:: Aufgabe a ::
Wiederhole die Zeilen der Datensätze wortgetreu, beginnend mit der Zeile, die „For each instance of the gray“ enthält, und endend mit dem Schluss der Datensätze, beide Enden eingeschlossen. Lass die Bilder in deiner Antwort weg.

:: Textauszug ::
══════════
Von Christian Sebald, München

Der Ettaler Berg ist berüchtigt - vor allem in der Urlaubszeit: Tagein, tagaus quälen sich hier Autos, Motorräder, Lkw und Busse von Oberau aus die B 23 hinauf nach Kloster Ettal. Die Straße zählt zu den meist befahrenen in den bayerischen Bergen. So stark ist hier der Verkehr, dass die Fahrer keinen Blick für den prächtigen Mischwald haben, der sich links und rechts der Bundesstraße über die gesamte 1700 Meter hohe Bergflanke erstreckt. Dicht an dicht wachsen hier junge Buchen. Wer nur wenige Meter abseits der Straße in dem Baumgewirr steht, sieht nichts mehr von den Autoschlangen. Er hört nur den Motorenlärm. Den meist keine 30 Jahre alten Buchenbäumchen macht er nichts aus. Sie stehen bestens da.
══════════
:: Vorliegende Datensätze ::
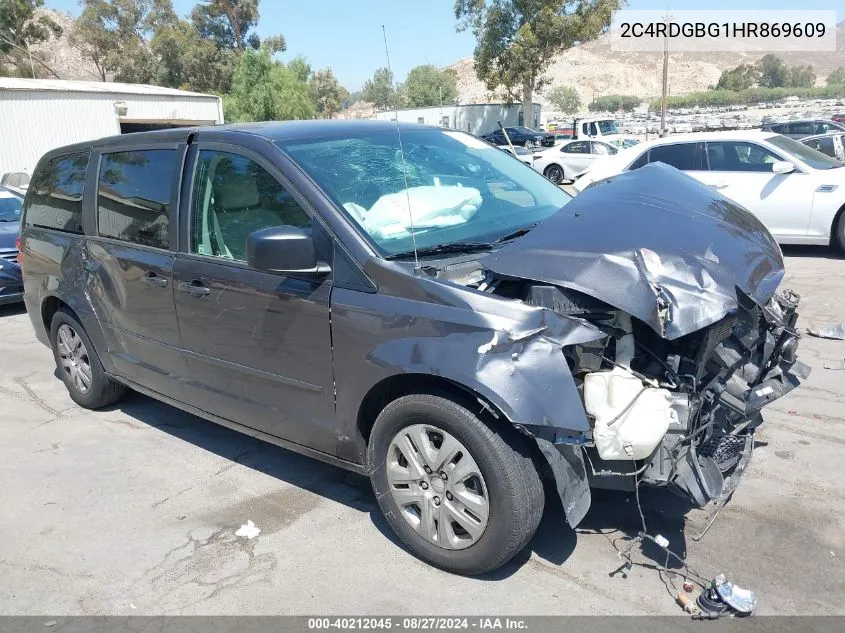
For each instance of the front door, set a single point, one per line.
(742, 171)
(258, 343)
(128, 265)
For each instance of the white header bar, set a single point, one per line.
(712, 31)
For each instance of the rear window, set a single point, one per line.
(54, 200)
(134, 196)
(683, 156)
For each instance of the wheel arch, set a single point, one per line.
(834, 225)
(393, 387)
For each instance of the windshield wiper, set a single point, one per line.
(451, 247)
(518, 233)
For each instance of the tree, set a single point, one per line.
(264, 90)
(301, 68)
(740, 78)
(427, 86)
(837, 77)
(801, 77)
(565, 99)
(380, 90)
(327, 93)
(115, 34)
(517, 39)
(231, 23)
(19, 30)
(187, 61)
(773, 72)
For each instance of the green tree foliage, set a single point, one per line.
(188, 61)
(114, 35)
(427, 86)
(740, 78)
(327, 93)
(19, 30)
(517, 39)
(801, 77)
(773, 72)
(837, 77)
(614, 103)
(380, 90)
(264, 90)
(565, 99)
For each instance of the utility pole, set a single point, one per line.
(665, 96)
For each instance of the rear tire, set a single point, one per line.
(839, 233)
(507, 481)
(78, 364)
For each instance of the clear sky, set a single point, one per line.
(346, 34)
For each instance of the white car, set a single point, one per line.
(566, 161)
(797, 192)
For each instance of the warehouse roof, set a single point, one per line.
(109, 87)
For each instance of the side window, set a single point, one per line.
(54, 199)
(824, 145)
(801, 127)
(133, 196)
(232, 198)
(683, 156)
(640, 162)
(739, 156)
(579, 147)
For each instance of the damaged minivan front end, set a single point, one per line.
(694, 339)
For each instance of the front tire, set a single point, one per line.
(554, 173)
(460, 495)
(78, 364)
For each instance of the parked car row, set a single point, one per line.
(793, 189)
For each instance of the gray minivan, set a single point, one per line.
(412, 304)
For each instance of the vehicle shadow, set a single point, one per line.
(820, 252)
(309, 474)
(612, 514)
(12, 309)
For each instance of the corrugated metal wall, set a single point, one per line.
(32, 123)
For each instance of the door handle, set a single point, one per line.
(154, 279)
(194, 288)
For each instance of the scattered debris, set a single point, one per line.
(836, 332)
(249, 530)
(725, 598)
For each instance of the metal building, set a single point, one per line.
(37, 115)
(475, 118)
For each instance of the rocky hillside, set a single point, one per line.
(594, 70)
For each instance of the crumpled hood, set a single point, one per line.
(654, 243)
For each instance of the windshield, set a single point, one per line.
(10, 207)
(608, 127)
(459, 188)
(806, 155)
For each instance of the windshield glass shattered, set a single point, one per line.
(453, 188)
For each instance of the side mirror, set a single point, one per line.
(284, 249)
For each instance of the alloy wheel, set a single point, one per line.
(438, 486)
(73, 358)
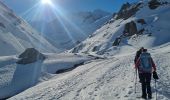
══════════
:: Aufgabe b ::
Gib den Textauszug über den Ettaler Berg wortgetreu wieder, beginnend mit „Der Ettaler Berg“ und endend mit „Sie stehen bestens da.“.

:: Antwort a ::
For each instance of the gray minivan, set a single point, one per line.
(412, 304)
For each instance of the vehicle shadow, set a single point, one per line.
(820, 252)
(309, 474)
(612, 514)
(12, 309)
For each instance of the corrugated metal wall, set a single point, one per line.
(32, 123)
For each instance of the door handle, set a single point, one per line.
(154, 279)
(194, 288)
For each instance of the scattered debris, set a single point, one per line.
(836, 332)
(249, 530)
(725, 598)
For each instance of the metal building, set a single point, one per line.
(37, 115)
(475, 118)
For each instance of the rocky hillside, set a single point, one per line.
(594, 70)
For each instance of the crumpled hood, set a single point, one per line.
(654, 243)
For each instance of the windshield, set a single point, one per line.
(10, 207)
(608, 127)
(459, 188)
(806, 155)
For each instance of the windshield glass shattered, set a single point, one per line.
(453, 188)
For each instance of the side mirror, set a single point, one per line.
(284, 249)
For each instance of the alloy wheel, set a single point, one per line.
(438, 486)
(73, 358)

:: Antwort b ::
Der Ettaler Berg ist berüchtigt - vor allem in der Urlaubszeit: Tagein, tagaus quälen sich hier Autos, Motorräder, Lkw und Busse von Oberau aus die B 23 hinauf nach Kloster Ettal. Die Straße zählt zu den meist befahrenen in den bayerischen Bergen. So stark ist hier der Verkehr, dass die Fahrer keinen Blick für den prächtigen Mischwald haben, der sich links und rechts der Bundesstraße über die gesamte 1700 Meter hohe Bergflanke erstreckt. Dicht an dicht wachsen hier junge Buchen. Wer nur wenige Meter abseits der Straße in dem Baumgewirr steht, sieht nichts mehr von den Autoschlangen. Er hört nur den Motorenlärm. Den meist keine 30 Jahre alten Buchenbäumchen macht er nichts aus. Sie stehen bestens da.